TASK INSTRUCTIONS: Quote the winter gardening post word for word from "January 20, 2014" to "throughout the year.".

January 20, 2014

Winter Gardening Monday

Our first winter garden of kale and swiss chard.

I love biking to our garden to harvest greens all through the winter. Living in Canada, I feel distinctly privileged to be able to do so. And while it doesn't increase our 'food security' by much (we would starve if we had to rely on it), it does allow us to grow at least a bit throughout the year.

For most of my life I lived in a growing zone more suited to snow people and skiing than to gardeners. I am talking where the season begins in late May if you are lucky, and ends in September. Or earlier.

Everything in between was frozen ground, snow, ice, and a noticeable lack of anything green. That is why I am enjoying winter gardening now that I live in the country's  mildest climate on the west coast.

No strawberries
till spring.
Extending our garden through the winter is something we are just beginning to explore. Like most Canadians, we didn't even think it was possible until fairly recently when it was promoted in our community garden.

This winter we are taking baby steps and are starting with kale and chard, and are learning that there are  benefits to gardening this time of year. First of all, there are no pests, weeds don't grow, and you don't have to water. Actually, there is not much to do at all except harvest and enjoy.

The trade-off is that things grow slowly, depending on the weather. This winter has been mild so far, and we have been harvesting greens regularly since the spring, although less as winter deepens.

Fresh winter chard.

While the number of things that can be grown during winter on the Pacific is reduced, there is still a pretty impressive list for off-season green thumbs. A simple green house or cold frame can expand the possibilities.

EXCERPTED RECORDS:

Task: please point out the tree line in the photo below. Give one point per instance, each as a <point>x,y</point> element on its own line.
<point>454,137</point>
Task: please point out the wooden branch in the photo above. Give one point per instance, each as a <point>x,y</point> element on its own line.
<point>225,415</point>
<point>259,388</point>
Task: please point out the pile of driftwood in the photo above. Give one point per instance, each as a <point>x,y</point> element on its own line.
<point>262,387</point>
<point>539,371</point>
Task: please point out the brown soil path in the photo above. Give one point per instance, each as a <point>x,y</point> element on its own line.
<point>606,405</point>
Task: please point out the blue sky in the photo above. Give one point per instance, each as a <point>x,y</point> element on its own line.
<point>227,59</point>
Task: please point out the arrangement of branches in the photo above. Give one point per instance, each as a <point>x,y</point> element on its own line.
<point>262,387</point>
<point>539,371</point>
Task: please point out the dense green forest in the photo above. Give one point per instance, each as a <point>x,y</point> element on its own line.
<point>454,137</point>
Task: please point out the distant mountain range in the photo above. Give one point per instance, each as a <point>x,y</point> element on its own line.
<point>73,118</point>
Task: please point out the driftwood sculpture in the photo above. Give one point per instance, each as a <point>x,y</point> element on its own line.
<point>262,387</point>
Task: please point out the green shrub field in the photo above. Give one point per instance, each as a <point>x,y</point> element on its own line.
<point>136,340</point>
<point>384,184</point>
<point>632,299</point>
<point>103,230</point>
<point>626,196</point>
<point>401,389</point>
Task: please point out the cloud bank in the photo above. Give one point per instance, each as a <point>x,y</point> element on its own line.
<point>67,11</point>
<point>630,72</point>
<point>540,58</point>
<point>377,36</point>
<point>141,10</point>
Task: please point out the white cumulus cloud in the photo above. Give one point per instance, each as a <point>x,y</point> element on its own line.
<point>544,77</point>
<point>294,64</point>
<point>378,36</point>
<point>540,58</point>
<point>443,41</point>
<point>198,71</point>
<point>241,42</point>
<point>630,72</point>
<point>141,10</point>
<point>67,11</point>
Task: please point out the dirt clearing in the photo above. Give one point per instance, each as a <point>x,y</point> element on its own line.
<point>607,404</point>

ANSWER:
January 20, 2014

Winter Gardening Monday

Our first winter garden of kale and swiss chard.

I love biking to our garden to harvest greens all through the winter. Living in Canada, I feel distinctly privileged to be able to do so. And while it doesn't increase our 'food security' by much (we would starve if we had to rely on it), it does allow us to grow at least a bit throughout the year.